Stored data entries:
• • • • • • •
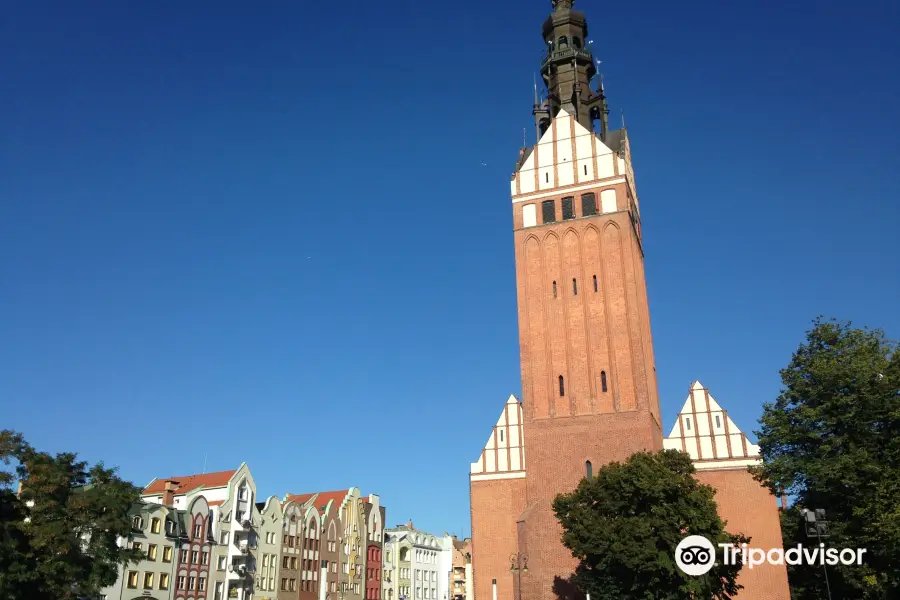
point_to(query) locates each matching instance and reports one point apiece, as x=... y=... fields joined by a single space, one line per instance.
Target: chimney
x=169 y=493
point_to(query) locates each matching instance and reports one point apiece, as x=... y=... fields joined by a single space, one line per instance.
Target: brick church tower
x=588 y=373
• • • • • • •
**EXERCISE PROMPT**
Copy every record exactly, dropping the images.

**SOLUTION FOR THIS EXERCISE**
point_to(query) locates each matching instance and reports one point apiece, as x=... y=... fields joined by a single space, one line per instance.
Target: chimney
x=169 y=493
point_to(query) locates each matching instance and reports one point apiece, as x=... y=... fields joined by a single space, one line per instance.
Target: brick church tower
x=588 y=373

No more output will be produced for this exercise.